TEKST DOKUMENTU:
Wpis z mikrobloga

Arianos Doner

Budzi się w celi z potwornym bólem głowy spowodowanym spiciem winem i wczorajszą przepychanką ze zbrojnymi podczas odśpiewywania jihadowych pieśni. Zaczyna masować się po skroniach i stara się przypomnieć sobie wydarzenia wczorajszego wieczoru. Wzdycha i podchodzi do drzwi, pomimo nieznośnego bólu głowy zaczyna w nie stukać
-Halo! Jest tam kto? Chcę się widzieć z komandorem Gerhardem! ( @Aspirrack ) Przyprowadźcie go, mam mu coś do powiedzenia!

I tym razem nie będzie to przekleństwo - pomyślał i westchnął. Usiadł na podłodze, z nadzieją, że strażnicy posłuchają go.

POLECENIE DO ĆWICZENIA: Proszę wiernie przepisać fragment wpisu z mikrobloga, od słów „Budzi się w” aż do słów „strażnicy posłuchają go.” włącznie.

DANE SUROWE:
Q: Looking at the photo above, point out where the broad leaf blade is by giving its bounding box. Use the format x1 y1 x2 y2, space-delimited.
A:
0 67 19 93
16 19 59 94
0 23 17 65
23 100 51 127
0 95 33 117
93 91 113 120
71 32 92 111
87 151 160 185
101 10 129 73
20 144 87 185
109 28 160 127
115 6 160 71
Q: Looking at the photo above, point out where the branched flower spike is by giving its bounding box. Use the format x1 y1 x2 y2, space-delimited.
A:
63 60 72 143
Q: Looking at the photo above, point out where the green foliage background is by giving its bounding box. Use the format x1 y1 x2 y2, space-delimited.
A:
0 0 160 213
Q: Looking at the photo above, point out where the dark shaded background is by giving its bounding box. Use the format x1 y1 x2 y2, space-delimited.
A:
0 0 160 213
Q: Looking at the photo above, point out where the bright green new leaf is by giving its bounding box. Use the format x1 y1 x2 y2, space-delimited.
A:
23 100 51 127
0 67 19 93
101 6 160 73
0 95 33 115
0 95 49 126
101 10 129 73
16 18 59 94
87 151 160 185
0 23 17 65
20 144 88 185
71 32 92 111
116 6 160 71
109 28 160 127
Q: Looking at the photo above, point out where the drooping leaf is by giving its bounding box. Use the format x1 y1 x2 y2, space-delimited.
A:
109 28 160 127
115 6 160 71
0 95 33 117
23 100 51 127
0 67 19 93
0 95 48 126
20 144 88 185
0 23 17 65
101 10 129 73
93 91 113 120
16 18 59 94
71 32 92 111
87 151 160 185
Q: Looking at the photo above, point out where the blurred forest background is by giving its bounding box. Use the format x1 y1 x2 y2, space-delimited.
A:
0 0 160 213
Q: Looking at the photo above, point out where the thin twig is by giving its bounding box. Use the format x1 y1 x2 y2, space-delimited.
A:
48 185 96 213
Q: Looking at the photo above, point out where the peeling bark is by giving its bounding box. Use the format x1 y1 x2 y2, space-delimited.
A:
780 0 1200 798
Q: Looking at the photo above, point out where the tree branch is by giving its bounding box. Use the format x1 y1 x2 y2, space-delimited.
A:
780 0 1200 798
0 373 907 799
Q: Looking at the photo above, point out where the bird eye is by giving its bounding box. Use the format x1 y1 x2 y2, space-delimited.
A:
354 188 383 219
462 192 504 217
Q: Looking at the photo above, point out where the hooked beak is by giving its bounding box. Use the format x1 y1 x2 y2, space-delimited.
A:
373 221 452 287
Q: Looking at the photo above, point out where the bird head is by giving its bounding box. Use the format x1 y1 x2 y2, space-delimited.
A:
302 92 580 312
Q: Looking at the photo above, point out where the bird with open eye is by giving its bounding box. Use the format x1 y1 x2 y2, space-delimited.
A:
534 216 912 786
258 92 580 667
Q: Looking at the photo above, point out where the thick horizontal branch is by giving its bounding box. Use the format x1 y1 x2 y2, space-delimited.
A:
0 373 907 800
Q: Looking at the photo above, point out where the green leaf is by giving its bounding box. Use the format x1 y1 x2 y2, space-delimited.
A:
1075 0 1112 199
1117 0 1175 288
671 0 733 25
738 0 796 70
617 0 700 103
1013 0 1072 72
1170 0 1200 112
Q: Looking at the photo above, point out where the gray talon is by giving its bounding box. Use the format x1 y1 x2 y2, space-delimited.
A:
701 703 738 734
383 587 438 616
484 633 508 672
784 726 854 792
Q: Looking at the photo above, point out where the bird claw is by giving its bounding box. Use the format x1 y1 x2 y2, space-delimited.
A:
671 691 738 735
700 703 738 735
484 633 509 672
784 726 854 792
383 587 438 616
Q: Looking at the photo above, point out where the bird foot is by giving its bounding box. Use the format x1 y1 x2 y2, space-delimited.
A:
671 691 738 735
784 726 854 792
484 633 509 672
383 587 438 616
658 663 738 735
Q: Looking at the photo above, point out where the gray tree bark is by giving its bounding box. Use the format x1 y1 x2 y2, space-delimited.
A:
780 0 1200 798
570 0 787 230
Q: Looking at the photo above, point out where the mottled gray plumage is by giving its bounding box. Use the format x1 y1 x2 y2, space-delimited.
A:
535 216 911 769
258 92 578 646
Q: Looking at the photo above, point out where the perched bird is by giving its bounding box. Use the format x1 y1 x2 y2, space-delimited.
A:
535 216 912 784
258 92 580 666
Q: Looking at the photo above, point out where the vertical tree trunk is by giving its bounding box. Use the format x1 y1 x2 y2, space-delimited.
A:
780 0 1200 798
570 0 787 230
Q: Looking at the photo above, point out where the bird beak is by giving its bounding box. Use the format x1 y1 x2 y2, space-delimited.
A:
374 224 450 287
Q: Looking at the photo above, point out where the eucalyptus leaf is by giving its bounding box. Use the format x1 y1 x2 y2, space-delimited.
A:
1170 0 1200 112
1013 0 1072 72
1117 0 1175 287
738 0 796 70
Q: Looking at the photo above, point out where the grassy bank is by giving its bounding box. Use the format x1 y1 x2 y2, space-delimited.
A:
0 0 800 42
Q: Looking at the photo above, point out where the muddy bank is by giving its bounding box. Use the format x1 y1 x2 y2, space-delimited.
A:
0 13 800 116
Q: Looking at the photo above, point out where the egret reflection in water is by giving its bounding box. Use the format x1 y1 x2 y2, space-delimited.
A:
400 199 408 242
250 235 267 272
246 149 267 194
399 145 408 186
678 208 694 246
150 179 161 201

ODPOWIEDŹ PISEMNA:
Budzi się w celi z potwornym bólem głowy spowodowanym spiciem winem i wczorajszą przepychanką ze zbrojnymi podczas odśpiewywania jihadowych pieśni. Zaczyna masować się po skroniach i stara się przypomnieć sobie wydarzenia wczorajszego wieczoru. Wzdycha i podchodzi do drzwi, pomimo nieznośnego bólu głowy zaczyna w nie stukać
-Halo! Jest tam kto? Chcę się widzieć z komandorem Gerhardem! ( @Aspirrack ) Przyprowadźcie go, mam mu coś do powiedzenia!

I tym razem nie będzie to przekleństwo - pomyślał i westchnął. Usiadł na podłodze, z nadzieją, że strażnicy posłuchają go.